- [Reading passage]:
Election Campaigns and the Electoral System

Elections are not isolated events. They take place within a macro-political system. In other words, the electoral system, party system, political culture, legal regulations etc. all shape election campaigns and election results. It is therefore always important to understand, for example, the mechanics, implications and dynamics of an electoral system.

If the U.S. had the electoral system of France (no Electoral College, but a nationwide election with a runoff), Hillary Clinton would likely be at the White House right now. The story in the media would be how the Republican Party could choose a candidate which is so far off the mainstream. If France had the electoral system of the Netherlands (proportional party-list system), Marine Le Pen had good chances to end Election Day in the same position as Mark Rutte, which is that of the leader of the biggest party and with the first shot at forming a government (which she, admittedly, would be unlikely to succeed).

- [Given entries]:
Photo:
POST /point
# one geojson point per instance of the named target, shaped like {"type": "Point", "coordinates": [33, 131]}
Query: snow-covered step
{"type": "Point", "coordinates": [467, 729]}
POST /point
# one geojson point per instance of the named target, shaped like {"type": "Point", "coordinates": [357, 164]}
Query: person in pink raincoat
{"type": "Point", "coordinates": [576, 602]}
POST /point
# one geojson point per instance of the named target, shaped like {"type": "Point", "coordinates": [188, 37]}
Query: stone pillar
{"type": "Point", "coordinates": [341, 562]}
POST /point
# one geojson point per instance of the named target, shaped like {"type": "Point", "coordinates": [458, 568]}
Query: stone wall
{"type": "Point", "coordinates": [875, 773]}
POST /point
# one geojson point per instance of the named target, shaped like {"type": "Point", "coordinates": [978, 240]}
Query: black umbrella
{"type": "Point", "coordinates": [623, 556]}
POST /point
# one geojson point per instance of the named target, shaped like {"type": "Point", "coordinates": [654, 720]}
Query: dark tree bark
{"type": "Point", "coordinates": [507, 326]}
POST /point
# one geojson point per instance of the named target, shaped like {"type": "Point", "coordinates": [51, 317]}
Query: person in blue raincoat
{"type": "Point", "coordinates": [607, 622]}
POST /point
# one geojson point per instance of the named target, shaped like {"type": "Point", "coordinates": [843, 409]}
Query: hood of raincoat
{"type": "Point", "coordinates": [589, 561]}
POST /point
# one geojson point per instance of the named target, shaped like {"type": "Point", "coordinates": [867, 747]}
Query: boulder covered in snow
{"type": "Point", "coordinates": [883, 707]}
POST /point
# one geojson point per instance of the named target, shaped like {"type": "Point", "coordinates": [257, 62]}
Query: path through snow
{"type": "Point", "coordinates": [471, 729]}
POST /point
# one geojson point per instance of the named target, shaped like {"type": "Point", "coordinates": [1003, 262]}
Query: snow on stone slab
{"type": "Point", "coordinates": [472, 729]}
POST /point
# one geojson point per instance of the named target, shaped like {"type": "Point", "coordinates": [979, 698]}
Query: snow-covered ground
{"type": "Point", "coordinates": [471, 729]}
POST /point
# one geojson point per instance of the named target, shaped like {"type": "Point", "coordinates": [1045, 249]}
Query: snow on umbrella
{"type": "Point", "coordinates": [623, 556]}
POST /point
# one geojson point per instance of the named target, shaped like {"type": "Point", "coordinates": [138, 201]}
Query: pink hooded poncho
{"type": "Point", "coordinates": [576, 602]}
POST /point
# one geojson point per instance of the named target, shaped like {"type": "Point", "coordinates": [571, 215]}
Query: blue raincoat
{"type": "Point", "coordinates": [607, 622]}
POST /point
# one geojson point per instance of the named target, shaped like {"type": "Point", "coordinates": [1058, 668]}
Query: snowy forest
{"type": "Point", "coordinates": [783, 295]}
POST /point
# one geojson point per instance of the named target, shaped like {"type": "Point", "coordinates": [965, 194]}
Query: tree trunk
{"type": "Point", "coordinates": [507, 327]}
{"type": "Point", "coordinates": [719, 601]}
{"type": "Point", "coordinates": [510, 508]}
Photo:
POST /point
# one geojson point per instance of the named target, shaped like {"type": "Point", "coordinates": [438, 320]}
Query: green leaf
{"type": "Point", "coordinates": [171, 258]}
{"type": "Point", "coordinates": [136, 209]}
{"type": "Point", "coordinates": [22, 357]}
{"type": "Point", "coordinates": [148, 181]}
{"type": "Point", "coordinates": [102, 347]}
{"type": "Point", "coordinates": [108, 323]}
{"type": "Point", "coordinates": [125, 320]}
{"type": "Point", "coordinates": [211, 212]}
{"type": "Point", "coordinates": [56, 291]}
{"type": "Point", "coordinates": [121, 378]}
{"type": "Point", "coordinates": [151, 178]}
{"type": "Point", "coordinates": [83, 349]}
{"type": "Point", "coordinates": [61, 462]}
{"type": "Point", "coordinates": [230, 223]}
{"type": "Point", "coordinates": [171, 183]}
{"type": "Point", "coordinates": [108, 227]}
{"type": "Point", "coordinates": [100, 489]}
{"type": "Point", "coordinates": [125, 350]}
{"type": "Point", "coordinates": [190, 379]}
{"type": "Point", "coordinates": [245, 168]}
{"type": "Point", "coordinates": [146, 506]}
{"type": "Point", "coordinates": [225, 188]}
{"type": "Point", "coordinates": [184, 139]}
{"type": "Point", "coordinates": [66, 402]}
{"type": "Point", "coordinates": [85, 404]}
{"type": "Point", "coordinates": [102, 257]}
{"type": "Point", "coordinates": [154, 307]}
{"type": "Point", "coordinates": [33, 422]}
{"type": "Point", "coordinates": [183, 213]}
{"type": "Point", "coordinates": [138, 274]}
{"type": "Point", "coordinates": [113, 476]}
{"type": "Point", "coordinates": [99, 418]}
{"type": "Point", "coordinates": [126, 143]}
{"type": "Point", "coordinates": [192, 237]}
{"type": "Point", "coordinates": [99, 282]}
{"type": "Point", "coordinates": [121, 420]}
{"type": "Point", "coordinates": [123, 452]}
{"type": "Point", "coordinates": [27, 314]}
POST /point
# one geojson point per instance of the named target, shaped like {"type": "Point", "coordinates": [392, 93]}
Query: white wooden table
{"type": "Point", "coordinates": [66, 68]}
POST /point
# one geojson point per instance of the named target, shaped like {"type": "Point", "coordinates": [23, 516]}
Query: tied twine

- [Set of tasks]:
a) In the passage on election campaigns and the electoral system, what electoral system is attributed to the Netherlands?
b) Resume the passage on election campaigns and the electoral system, picking up after its last sentence.

- [Answers for the tasks]:
a) A proportional party-list system.

b)
Right-wing Populism in Europe

After the elections in the Netherlands, there were many articles in the (international) media about right-wing populism in Europe. I find many of those analyses rather biased and one-sided. They all seem to assume that voting for a right-wing party is in itself and by definition something bad and that there is something fundamentally wrong with people who do it. Just for the records, I have so far never worked for a right-wing party. This being said, people are free to vote for whatever legal party they want to vote for. If we as political players, operators and politicians don’t like the way people vote, it’s up to us to make our case more convincingly. Many of the mentioned analyses write about the fears that right-wing voters apparently have, mostly fears of immigrants, other religions or globalization in general. Emotions normally play a role in politicial campaigns, but I nevertheless find this rather arrogant talk. Voters are not afraid, they just happen to disagree with the ruling elite on some key issues. It’s actually that kind of stigmatization and talking down to voters that has helped grow right-wing parties, for example in Austria and France.

Cost-Efficient Media Training

There are more so-called media coaches than people who are actually able to do great media appearances. I always tell my clients that the cheapest, most efficient media training is to watch the tape of your last tv appearance ALONE. If you want to go further than that and get some inspiration, watch a couple of interviews by Kellyanne Conway (see my last blog post).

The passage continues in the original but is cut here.